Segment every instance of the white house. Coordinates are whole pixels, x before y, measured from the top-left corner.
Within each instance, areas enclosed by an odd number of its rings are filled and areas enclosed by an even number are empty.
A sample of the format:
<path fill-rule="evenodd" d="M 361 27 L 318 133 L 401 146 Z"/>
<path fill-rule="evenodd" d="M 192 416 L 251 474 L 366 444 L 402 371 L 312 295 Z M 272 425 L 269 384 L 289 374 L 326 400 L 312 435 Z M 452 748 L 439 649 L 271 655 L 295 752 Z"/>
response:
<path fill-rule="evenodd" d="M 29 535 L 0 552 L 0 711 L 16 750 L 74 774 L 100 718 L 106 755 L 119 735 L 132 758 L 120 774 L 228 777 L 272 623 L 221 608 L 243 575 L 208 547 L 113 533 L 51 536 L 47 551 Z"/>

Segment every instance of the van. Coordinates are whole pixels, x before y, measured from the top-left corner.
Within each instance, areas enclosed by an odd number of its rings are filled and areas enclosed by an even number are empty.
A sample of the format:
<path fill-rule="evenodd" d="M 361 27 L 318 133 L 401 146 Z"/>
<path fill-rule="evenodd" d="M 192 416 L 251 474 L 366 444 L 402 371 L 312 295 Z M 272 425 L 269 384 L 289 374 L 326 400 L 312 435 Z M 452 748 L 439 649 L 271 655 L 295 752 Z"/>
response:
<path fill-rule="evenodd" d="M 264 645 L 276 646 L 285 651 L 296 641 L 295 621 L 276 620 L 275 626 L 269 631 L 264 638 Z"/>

■ Problem statement
Extract every line from the one containing "Segment every instance of the van." to the end of the entries, including both of those lines, exactly as given and with nothing added.

■ Solution to this task
Segment every instance of the van. Coordinates are whole pixels, x before y, measured from the top-left corner.
Within each instance, areas enclosed by an odd number of its rings are filled and areas enclosed by an even number are empty.
A sample of the format:
<path fill-rule="evenodd" d="M 361 27 L 318 133 L 401 146 Z"/>
<path fill-rule="evenodd" d="M 192 416 L 251 474 L 366 444 L 402 371 L 312 295 Z M 272 425 L 269 384 L 289 374 L 326 400 L 312 435 Z M 452 748 L 439 649 L 271 655 L 295 752 Z"/>
response:
<path fill-rule="evenodd" d="M 264 645 L 276 646 L 285 651 L 296 641 L 295 621 L 276 620 L 275 626 L 269 631 L 264 638 Z"/>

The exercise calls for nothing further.